▶ _Fragmento seleccionado_:

+ + + +

A finales de los años noventa, viajé a Ayacucho con un grupo de guionistas y dramaturgos, entre ellos Eduardo Adrianzén y Jaime Nieto. Una noche, paseando por la ciudad, dimos con un cine que anunciaba una película ayacuchana: “Dios tarda pero no olvida”. El director: un desconocido en Lima llamado Palito Ortega, como el cantante argentino. Por curiosidad profesional, entramos a verla. Y nunca olvidaré lo que encontramos dentro.
En la sala, más de mil personas entregadas aplaudían, reían a carcajadas, comentaban las escenas, saludaban a gritos las apariciones de los buenos e insultaban al villano, como a un enemigo personal. Para extraños como nosotros, su euforia constituía todo un misterio. La película había sido hecha con apenas US$10.000, en video, y sufría graves limitaciones técnicas. Muchos diálogos ni siquiera se escuchaban bien. Los actores exageraban.
Y sin embargo, después de un rato atónitos en un rincón de la platea, comprendimos el efecto: el público no estaba viendo una película. Ellos vivían esa historia. Reconocían el mundo que aparecía en la pantalla, porque habitaban en él. Ese director estaba contando el día a día de su gente como no podía hacerlo ninguna estrella de Hollywood con presupuesto millonario.
Palito Ortega produjo nueve películas más, muchas de ellas de terror, y falleció de cáncer en febrero pasado, justo antes del estreno de la última. Esta, “La casa rosada”, es una de sus cintas más políticas: trata sobre un profesor al que los militares confunden con un terrorista y torturan salvajemente durante los años de la violencia política. El nombre del protagonista, Adrián Mendoza, homenajea una mujer a la que Ortega conocía, y a la que invitaba a sus estrenos: Angélica Mendoza, líder de los familiares de desaparecidos.

+ + + +

▶ _Material proporcionado_:
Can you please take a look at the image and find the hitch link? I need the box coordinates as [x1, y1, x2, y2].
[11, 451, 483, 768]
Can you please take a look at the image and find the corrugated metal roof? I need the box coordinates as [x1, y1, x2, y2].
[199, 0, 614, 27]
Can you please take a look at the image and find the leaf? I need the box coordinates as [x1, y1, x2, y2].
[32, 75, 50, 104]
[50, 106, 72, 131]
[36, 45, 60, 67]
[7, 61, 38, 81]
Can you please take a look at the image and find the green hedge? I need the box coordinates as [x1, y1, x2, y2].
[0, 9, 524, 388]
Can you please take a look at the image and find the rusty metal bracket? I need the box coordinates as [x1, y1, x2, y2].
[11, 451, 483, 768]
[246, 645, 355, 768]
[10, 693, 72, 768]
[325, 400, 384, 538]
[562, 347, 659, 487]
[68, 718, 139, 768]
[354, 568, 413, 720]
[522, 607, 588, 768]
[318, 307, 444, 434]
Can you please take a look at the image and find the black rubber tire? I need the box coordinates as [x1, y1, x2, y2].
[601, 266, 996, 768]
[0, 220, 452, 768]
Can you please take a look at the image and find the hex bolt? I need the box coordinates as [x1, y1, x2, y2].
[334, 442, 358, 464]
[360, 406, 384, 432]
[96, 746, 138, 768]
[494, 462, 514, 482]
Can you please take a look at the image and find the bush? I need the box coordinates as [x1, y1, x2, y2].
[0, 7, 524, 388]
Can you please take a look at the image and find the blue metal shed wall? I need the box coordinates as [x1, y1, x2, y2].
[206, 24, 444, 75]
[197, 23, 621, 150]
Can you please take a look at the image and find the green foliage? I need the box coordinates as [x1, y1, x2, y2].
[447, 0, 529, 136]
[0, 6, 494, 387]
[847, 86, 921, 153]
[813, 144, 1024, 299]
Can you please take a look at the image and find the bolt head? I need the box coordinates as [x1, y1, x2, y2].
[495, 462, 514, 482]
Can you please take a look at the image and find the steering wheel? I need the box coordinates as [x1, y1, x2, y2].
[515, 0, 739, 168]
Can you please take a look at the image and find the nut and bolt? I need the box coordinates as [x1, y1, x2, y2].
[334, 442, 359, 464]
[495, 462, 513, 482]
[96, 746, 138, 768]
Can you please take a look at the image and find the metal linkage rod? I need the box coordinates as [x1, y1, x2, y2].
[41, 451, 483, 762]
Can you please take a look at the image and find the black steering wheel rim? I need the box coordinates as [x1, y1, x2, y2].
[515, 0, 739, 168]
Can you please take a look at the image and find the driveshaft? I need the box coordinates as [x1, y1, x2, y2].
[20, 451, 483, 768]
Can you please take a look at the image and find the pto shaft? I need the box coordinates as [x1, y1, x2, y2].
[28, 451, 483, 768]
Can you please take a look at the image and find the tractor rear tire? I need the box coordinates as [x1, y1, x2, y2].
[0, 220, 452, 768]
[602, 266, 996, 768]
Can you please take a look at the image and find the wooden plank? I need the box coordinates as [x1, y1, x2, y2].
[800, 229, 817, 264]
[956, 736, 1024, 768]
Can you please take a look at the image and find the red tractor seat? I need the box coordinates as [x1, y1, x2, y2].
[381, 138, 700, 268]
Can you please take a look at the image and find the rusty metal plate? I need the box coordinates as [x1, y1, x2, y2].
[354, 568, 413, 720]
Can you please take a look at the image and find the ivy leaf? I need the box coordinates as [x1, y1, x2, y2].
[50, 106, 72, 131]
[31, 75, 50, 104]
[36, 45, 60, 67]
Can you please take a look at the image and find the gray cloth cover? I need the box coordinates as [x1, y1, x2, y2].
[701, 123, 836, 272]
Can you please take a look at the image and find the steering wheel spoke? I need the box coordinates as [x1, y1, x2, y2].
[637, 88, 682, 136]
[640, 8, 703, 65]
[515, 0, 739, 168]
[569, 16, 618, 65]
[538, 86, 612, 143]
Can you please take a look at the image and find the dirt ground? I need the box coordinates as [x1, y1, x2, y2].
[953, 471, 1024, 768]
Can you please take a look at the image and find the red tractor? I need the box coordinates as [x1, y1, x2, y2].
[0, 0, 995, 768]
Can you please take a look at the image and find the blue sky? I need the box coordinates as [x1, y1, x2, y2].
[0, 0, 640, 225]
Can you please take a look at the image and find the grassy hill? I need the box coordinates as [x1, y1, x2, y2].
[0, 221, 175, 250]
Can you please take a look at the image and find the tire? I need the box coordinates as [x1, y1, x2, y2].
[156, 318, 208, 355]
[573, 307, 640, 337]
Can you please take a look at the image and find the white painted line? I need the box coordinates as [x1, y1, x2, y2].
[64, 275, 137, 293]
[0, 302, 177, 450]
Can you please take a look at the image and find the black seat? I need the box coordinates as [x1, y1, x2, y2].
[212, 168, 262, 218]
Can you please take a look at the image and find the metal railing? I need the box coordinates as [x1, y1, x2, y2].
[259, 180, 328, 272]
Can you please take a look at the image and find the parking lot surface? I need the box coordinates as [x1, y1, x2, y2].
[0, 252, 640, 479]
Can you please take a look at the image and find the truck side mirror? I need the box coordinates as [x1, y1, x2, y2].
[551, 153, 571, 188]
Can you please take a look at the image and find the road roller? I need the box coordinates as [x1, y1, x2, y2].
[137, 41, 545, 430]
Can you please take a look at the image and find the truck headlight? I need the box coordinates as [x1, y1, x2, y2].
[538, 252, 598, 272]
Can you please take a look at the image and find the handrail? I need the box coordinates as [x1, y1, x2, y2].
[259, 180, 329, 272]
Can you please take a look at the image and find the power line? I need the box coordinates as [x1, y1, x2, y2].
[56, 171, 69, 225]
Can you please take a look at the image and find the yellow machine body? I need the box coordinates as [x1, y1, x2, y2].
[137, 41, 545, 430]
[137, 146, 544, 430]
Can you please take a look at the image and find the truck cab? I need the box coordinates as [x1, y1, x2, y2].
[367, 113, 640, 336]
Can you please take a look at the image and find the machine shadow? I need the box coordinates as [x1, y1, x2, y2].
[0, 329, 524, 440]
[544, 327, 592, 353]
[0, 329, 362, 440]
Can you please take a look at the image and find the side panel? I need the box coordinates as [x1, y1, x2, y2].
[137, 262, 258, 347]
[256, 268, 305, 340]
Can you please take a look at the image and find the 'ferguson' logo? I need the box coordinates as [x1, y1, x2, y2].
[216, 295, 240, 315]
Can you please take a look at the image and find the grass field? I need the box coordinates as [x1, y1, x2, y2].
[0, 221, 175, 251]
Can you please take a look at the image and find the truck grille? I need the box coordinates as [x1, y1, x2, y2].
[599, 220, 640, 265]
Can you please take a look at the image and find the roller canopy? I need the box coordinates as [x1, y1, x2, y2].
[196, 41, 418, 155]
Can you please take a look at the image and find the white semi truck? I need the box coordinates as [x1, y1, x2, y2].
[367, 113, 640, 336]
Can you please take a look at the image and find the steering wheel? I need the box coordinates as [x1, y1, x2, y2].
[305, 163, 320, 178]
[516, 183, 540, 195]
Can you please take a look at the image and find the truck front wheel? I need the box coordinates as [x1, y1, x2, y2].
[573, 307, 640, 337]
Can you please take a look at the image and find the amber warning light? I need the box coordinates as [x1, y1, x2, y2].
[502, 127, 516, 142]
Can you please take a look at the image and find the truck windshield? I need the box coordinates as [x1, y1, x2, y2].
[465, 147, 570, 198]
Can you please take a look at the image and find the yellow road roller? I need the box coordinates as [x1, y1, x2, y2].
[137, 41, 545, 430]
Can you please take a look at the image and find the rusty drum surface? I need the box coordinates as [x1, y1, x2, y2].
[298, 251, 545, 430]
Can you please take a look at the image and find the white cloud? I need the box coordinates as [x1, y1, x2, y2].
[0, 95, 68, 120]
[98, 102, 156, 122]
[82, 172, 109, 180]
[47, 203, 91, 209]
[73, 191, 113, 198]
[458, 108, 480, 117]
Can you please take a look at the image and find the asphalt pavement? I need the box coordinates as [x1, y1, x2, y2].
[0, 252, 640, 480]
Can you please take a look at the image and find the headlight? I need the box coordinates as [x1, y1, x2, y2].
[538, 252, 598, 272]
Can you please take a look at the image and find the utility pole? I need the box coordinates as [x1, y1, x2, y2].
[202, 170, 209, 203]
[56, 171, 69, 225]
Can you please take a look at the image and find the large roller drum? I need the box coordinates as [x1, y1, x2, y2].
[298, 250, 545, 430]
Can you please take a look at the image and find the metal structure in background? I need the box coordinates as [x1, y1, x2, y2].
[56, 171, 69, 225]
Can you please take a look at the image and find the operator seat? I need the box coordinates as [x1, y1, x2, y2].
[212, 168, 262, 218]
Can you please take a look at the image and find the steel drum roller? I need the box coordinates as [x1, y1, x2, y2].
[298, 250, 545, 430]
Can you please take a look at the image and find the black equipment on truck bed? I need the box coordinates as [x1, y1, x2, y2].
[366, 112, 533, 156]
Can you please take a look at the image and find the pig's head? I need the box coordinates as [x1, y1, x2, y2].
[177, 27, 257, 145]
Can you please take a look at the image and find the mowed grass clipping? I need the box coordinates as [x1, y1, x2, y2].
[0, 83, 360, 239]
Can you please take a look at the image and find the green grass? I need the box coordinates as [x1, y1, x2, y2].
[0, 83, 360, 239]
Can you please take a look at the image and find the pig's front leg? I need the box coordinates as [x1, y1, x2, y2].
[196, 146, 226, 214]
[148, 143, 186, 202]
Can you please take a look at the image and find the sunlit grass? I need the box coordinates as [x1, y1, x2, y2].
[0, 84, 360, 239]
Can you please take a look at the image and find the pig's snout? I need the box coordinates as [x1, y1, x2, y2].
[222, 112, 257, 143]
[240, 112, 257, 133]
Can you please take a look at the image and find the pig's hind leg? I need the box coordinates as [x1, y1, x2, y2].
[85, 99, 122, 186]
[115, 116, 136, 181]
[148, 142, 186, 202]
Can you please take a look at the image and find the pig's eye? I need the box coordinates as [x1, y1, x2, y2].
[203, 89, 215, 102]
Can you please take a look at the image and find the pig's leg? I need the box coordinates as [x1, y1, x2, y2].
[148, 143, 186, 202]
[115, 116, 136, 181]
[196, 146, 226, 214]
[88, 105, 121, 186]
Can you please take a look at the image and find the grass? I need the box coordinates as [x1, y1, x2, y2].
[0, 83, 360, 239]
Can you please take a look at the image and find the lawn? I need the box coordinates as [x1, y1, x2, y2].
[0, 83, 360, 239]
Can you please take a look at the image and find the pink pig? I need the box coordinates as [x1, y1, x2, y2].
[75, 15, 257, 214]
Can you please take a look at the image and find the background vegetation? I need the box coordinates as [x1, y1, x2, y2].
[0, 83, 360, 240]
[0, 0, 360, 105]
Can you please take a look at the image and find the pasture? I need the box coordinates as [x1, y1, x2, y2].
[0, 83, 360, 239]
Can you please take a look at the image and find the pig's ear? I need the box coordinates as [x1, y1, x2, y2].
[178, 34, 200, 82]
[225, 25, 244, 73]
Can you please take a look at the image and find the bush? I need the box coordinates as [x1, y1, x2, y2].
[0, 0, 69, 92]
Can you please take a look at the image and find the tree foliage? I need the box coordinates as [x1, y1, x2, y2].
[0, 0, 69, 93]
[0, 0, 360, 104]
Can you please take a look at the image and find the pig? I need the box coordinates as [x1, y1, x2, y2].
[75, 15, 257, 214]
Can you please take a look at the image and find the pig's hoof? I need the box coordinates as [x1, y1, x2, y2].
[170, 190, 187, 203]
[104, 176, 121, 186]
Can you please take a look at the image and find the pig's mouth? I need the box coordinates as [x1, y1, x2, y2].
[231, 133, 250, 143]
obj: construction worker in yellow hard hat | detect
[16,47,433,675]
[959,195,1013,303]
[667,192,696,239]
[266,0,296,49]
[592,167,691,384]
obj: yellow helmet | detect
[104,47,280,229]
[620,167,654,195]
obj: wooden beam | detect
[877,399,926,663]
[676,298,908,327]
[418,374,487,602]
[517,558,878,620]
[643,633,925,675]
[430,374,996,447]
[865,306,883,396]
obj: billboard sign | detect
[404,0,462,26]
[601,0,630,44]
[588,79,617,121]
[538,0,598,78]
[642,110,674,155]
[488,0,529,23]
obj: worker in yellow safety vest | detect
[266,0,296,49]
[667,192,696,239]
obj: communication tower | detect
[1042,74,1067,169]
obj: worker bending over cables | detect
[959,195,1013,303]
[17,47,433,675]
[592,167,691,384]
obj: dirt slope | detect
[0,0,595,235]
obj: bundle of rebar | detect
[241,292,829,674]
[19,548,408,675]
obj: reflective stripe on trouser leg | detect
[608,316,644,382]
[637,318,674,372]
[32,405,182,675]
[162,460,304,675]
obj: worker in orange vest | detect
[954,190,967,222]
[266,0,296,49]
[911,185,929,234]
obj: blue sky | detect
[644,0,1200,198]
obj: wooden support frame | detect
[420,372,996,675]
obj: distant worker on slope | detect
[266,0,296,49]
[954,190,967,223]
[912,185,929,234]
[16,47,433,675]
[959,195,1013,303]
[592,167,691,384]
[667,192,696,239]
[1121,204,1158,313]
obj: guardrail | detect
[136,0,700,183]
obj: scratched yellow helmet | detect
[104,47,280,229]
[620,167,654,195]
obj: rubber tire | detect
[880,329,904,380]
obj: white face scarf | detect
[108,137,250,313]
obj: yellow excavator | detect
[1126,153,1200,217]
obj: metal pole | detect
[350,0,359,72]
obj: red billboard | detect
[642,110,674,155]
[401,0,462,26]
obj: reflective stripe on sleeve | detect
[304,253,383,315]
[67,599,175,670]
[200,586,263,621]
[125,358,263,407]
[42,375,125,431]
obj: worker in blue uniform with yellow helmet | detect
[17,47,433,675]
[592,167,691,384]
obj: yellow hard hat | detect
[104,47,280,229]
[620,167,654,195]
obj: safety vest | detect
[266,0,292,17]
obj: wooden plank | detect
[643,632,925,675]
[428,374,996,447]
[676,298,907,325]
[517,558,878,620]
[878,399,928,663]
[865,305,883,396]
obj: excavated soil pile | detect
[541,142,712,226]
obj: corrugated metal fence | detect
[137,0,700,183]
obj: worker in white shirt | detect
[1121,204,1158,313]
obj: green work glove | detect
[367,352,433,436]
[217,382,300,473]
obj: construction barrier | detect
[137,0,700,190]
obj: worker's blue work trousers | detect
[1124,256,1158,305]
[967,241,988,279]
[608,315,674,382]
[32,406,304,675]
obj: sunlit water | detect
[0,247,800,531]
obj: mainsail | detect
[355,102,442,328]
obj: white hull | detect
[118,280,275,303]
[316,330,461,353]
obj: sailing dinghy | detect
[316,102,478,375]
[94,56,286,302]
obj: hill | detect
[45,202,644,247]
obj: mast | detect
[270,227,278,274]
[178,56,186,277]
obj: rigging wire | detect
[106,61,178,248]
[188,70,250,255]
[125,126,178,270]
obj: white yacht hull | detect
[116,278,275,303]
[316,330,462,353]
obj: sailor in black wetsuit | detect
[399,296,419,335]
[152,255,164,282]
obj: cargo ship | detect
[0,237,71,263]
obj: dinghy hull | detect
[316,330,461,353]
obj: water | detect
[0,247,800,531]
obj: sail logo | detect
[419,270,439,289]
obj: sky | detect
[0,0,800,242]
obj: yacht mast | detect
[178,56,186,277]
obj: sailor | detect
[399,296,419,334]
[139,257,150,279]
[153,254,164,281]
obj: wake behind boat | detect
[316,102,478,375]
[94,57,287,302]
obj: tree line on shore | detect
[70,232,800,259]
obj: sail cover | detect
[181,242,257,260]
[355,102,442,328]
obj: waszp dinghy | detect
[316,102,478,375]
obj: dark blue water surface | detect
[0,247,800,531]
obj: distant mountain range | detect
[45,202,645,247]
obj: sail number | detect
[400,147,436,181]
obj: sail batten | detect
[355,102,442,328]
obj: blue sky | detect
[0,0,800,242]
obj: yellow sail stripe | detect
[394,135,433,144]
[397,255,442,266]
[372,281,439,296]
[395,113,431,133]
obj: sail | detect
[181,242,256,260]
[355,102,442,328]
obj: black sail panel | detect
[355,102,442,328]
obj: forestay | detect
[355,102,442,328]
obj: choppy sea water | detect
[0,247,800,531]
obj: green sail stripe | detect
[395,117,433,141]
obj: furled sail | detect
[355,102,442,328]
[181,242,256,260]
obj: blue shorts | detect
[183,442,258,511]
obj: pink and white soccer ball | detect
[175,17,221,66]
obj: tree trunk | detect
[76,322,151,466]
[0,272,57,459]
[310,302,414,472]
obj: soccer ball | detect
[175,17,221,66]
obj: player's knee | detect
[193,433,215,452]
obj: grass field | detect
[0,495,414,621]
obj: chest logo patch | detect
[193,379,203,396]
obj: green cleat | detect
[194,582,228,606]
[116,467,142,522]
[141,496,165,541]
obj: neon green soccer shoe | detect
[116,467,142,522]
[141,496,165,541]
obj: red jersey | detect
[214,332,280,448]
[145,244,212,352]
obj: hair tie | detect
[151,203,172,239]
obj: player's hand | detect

+ + + +

▶ _Instrucciones_:
**1.** Según el texto sobre el cine de Palito Ortega, ¿con qué presupuesto se hizo “Dios tarda pero no olvida”?
**2.** Reproduce del texto sobre el cine de Palito Ortega todo lo que va desde "En la sala, más" hasta "con presupuesto millonario.", ambos incluidos.
**3.** Prosigue el texto sobre el cine de Palito Ortega a partir del punto en que termina.

▶ _Respuestas en orden_:
**1.** Con apenas US$10.000, en video.

**2.**
En la sala, más de mil personas entregadas aplaudían, reían a carcajadas, comentaban las escenas, saludaban a gritos las apariciones de los buenos e insultaban al villano, como a un enemigo personal. Para extraños como nosotros, su euforia constituía todo un misterio. La película había sido hecha con apenas US$10.000, en video, y sufría graves limitaciones técnicas. Muchos diálogos ni siquiera se escuchaban bien. Los actores exageraban.
Y sin embargo, después de un rato atónitos en un rincón de la platea, comprendimos el efecto: el público no estaba viendo una película. Ellos vivían esa historia. Reconocían el mundo que aparecía en la pantalla, porque habitaban en él. Ese director estaba contando el día a día de su gente como no podía hacerlo ninguna estrella de Hollywood con presupuesto millonario.

**3.**
Por todo eso, me indignaron los argumentos con que Karina Calmet pidió a los espectadores peruanos boicotear “La casa rosada”. La actriz escribió en Twitter: “No vayan a ver esta película. No cuenta la historia de lo que fue el terrorismo sino al revés. Los que hemos vivido esa terrible parte de nuestra historia debemos exigir que los medios no promuevan la apología”.
Afortunadamente, a Calmet le salió el tiro por la culata, y su tuit solo logró animar al público a ver la película. Durante toda la semana siguiente, las redes sociales y la prensa se han mofado con saña de su talento como “antiinfluencer”. Y más de un artista sarcástico le ha rogado en sus propias redes que por favor boicotee también su trabajo.
Aunque el monumental ridículo de Calmet es un alivio, no debe dejar de asustarnos que gente con su visibilidad –y su penoso nivel cultural– proclame que tiene la única verdad de nuestro pasado, incluso por encima de Ortega. ¿Qué autoridad tiene esta persona, qué ha hecho, a quién le ha empatado para acusar de mentir a un ayacuchano cuyos paisanos consideran un vocero y que ha hecho más películas sobre desaparecidos, como “El rincón de los inocentes”? Tan desinformada estaba Calmet que ni siquiera sabía quién era Palito Ortega. Creía que se trataba del cantante argentino, al que le había dado el extraño capricho de hacer una película sobre el Perú (¡No es broma!). Tampoco se le ocurrió revisar la información, por si acaso, antes de tuitear. ¿Con qué cara puede acusar a Ortega –o a nadie– de faltar a la verdad?
En las redes sociales, Karina Calmet tiene más de 570.000 seguidores. “La casa rosada” apenas supera los mil. A pesar de su vergonzoso desconocimiento, para centenares de miles de personas Calmet habrá tenido la última palabra en este debate. La ignorancia es atrevida, sobre todo si tiene ‘followers’.